EXCERPT.
Papa,
Last night, i was drinking alone in my room. I went out for a smoke, and i suddenly realized that i am happy, in some way, and that i am content. I felt good, and this is the feeling i've wanted to feel ever since.
Then and there i made the most stupid decision: i decided to kill myself. For serious this time.
6 paracetamols
10 antacids
30 capsules of Tylenol
and half a bottle of Emperador
I thought that was it. That i won't ever feel the same way i am feeling as i am writing this now. I would die happy and contented, and that was it for me.
Selfish, i know.
I texted two friends as i was doing it. So that i'd say goodbye or something.
And i slept. And it was the deepest sleep i've ever had.
At around six am, one of the friends that i texted called me. I woke up, and before i answered my phone, i went to the bathroom and puked. I went back to my room, and i answered it.
I think she was crying.
We talked, and then i fell asleep again. I woke up at around 10, dissapointed of course because my plan didn't work, and tried to do a paper that i didn't do the night before (because i figured i didn't have to).
The teacher required one whole page. I wrote seven sentences.
I brushed my teeth, and went to school. My head was still spinning, and i feel like puking the entire time.
I got to the room in time, and i submitted my paper. And i sat there, half asleep, my head and stomach spinning in different directions. Everyone was asking if i was alright, and i never answered.
After the period, i felt like cutting. I went to the Zen Garden Quadrangle with one of my friends, and i slept.
I woke up i think at around 3, and i went to my blockmates. We hang around in katip, and my head and stomach were still spinning.
At around 6, i got home. And i slept.
I woke up again at around 9.
If you notice, there's not much details about these parts of my day. I was floating, and i couldn't care much about anything, so at these times, i can't remember much.
So at around 9:30, after eating dinner, i went out to go to my friends house. It was the birthday of one of our classmates in high school, and he treated us.
I didn't drink because i didn't want my liver to be ruined more. A friend told me that the effect of taking 30 capsules of tylenol was that my liver and kidney will be destroyed.

LIST OF TASKS.
#1 Can you write out the stretch of the letter to Papa from "I think she" through "home. And i slept."?
#2 How would you extend the letter to Papa past its last sentence?

DATASET ENTRIES.
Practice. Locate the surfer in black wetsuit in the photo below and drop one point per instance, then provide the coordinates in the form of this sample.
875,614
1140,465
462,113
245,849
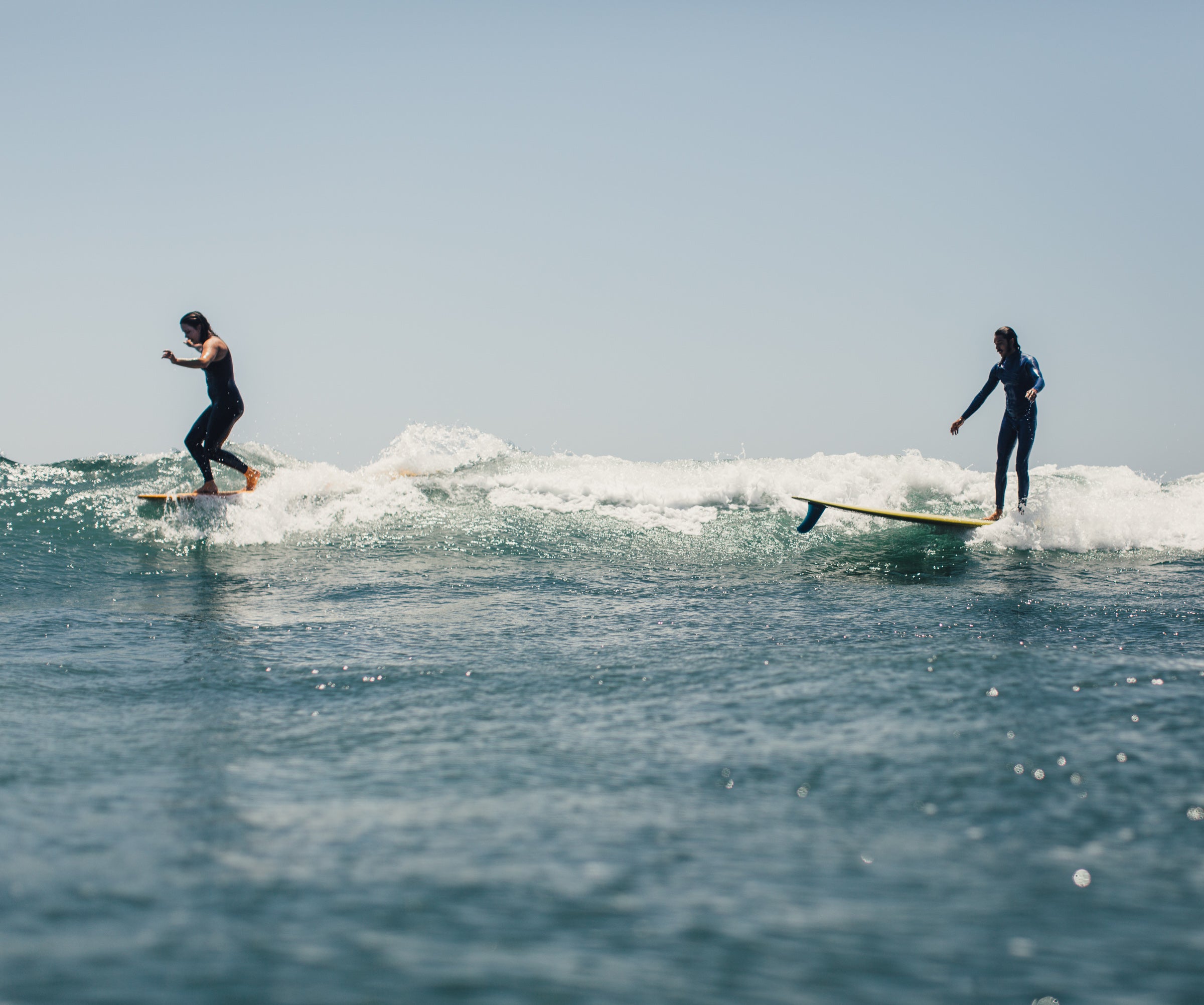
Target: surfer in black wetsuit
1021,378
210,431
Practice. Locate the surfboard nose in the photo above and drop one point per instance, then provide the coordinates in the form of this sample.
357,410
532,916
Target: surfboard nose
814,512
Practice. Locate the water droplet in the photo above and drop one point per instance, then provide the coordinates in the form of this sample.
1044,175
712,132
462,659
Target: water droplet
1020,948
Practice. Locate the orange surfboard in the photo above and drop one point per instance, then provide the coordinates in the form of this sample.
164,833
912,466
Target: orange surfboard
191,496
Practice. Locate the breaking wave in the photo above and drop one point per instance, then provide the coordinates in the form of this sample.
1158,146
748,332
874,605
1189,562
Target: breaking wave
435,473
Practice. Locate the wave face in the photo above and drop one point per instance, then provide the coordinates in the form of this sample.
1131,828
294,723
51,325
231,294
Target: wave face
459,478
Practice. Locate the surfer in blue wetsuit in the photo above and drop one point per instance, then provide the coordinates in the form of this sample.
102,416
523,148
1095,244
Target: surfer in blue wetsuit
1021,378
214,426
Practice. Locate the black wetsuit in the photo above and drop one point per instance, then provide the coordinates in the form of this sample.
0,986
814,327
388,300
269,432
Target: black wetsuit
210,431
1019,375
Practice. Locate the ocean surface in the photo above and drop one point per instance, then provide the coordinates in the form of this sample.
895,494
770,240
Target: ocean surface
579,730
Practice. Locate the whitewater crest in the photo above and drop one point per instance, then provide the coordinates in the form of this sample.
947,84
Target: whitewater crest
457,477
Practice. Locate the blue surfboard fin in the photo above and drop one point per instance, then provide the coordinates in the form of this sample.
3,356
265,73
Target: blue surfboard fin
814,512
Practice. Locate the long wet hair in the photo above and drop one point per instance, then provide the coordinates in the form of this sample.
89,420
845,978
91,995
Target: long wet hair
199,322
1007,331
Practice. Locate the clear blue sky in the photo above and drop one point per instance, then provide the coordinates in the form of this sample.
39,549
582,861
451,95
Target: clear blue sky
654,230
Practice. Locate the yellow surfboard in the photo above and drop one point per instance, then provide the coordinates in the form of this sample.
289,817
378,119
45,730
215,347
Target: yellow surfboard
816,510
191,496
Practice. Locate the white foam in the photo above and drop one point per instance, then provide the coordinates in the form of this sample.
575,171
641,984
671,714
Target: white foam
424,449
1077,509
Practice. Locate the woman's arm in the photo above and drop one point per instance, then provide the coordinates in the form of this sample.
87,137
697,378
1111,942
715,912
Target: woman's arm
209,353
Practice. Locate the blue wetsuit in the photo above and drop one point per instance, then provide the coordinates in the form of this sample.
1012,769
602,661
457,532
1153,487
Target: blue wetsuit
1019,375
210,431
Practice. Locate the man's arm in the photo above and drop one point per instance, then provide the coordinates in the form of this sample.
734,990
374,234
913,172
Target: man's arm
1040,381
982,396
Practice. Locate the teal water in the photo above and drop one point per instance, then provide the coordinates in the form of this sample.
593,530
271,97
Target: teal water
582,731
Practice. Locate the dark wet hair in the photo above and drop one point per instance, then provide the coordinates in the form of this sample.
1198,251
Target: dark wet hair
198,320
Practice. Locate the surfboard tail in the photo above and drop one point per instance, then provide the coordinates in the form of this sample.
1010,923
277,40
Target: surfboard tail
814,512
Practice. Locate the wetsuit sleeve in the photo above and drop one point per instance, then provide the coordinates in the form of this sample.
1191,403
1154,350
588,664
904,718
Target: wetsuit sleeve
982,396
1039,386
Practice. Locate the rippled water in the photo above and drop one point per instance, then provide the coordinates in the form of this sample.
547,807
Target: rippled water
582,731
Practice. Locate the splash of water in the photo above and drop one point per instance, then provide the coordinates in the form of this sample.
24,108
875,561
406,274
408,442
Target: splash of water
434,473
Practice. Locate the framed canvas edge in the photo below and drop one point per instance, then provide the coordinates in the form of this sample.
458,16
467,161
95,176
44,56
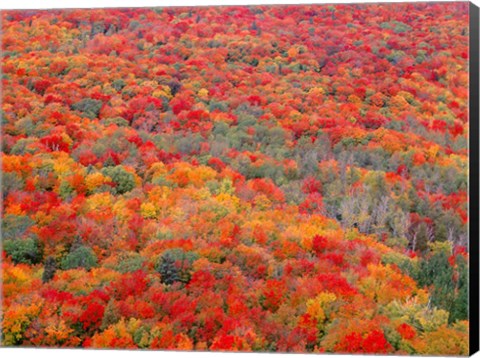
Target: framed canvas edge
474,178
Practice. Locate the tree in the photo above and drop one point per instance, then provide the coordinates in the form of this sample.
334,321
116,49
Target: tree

RESPONSES BY TASK.
#1
I think she was crying.
We talked, and then i fell asleep again. I woke up at around 10, dissapointed of course because my plan didn't work, and tried to do a paper that i didn't do the night before (because i figured i didn't have to).
The teacher required one whole page. I wrote seven sentences.
I brushed my teeth, and went to school. My head was still spinning, and i feel like puking the entire time.
I got to the room in time, and i submitted my paper. And i sat there, half asleep, my head and stomach spinning in different directions. Everyone was asking if i was alright, and i never answered.
After the period, i felt like cutting. I went to the Zen Garden Quadrangle with one of my friends, and i slept.
I woke up i think at around 3, and i went to my blockmates. We hang around in katip, and my head and stomach were still spinning.
At around 6, i got home. And i slept.

#2
The mother of that classmate is a doctor. That was the effect of 30 capsules, she told him. Whoever did that must be rushed to the hospital immediately.
I felt okay then, i was thinking clear and my stomach was no longer spinning.
After a few hours, at around 11:40, i think, i started crying. Hard.
A friend was consoling me, telling me that we have so much to live for, and there's so much that we have to do, and that i shouldn't feel this way, and shouldn't do that again. And he convinced me to tell this to you.
6 paracetamols
10 antacids
30 capsules of Tylenol
and half a bottle of Emperador
I need help. This time i wouldn't resist, and i would cooperate. The reason the medications didn't work at first was because i was resisting it. When it finally did work, i felt content and tried to kill myself.
Help me, please. I admit niyo na ako, natatakot ako kung ano pang magawa ko. Hindi ko na kayang mag kunwaring okay lang lahat, at mawawala din to.
I know that if mama would find out, she would cry harder than the last time.
Im sorry everyone. I never want anyone to be crying because of me.
So here you are, sitting, because i was typing this before you got home, and i made you read it, and maybe now, im lying down on my bed.
I don't know what will happen to me. But i know that i don't want to feel like this ever, and that i needed help, badly. This time, i'd cooperate.
Gusto ko pa tumugtog, please, tulungan niyo ako.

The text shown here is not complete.